Prompt:
Rewrite the listing below with "photo" replaced by "image" everywhere it appears, changing nothing else. Leave out the pictures.
## Begin
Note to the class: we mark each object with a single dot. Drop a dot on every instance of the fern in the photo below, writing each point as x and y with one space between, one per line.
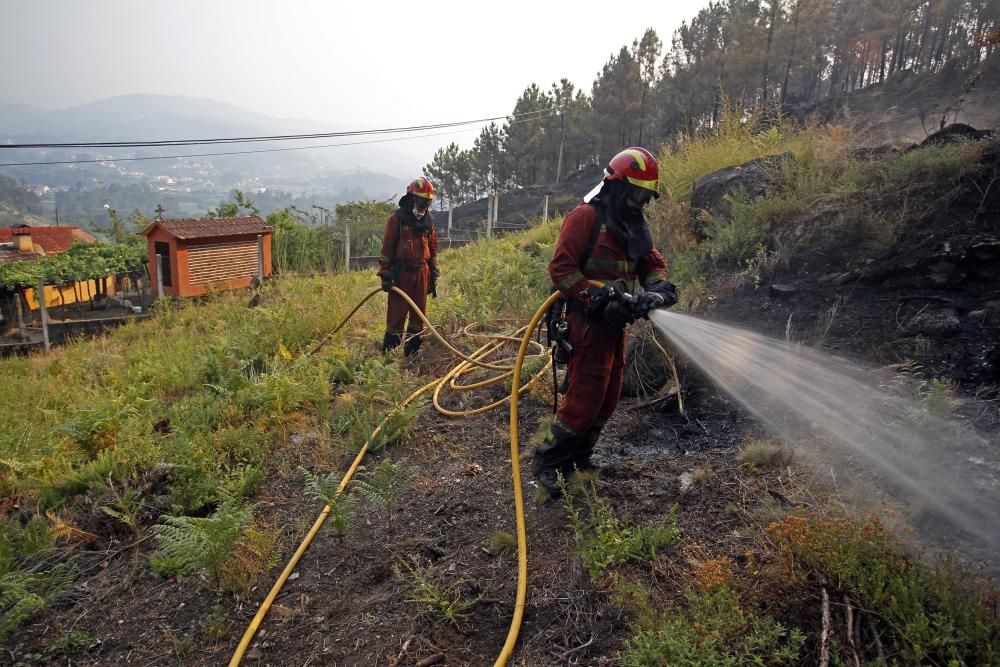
22 594
387 484
126 508
326 489
190 543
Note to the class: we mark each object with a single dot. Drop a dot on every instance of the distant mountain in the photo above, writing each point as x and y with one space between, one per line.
143 117
368 170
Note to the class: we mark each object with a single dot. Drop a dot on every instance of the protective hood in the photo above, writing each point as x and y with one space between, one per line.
626 224
405 215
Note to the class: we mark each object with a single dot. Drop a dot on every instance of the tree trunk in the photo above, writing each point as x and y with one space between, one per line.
767 50
925 35
791 52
## End
Worked answer:
Note to the class: we mark each object with a single dot. Drop a dot on every instance of the fern in the image below, writing each point as x and y with one space between, one per line.
22 594
387 484
126 508
326 489
190 543
Note to the class: we mark each object with a single dot. Drop a dot on every instance of the distant mountain in the image above, writing each point as x and y with one space between, one per line.
143 117
368 170
Note to the class: we mark each object with a single dot. Drop a dot on every instance of the protective hood in the image above, writing each point as x and y with one space between, one per line.
626 224
405 215
Note to the class: we mark each object with a single dot. Drop a dot on every instance of the tree trunk in the image above, writing each point as x and y with one space between, one per line.
767 50
925 35
791 52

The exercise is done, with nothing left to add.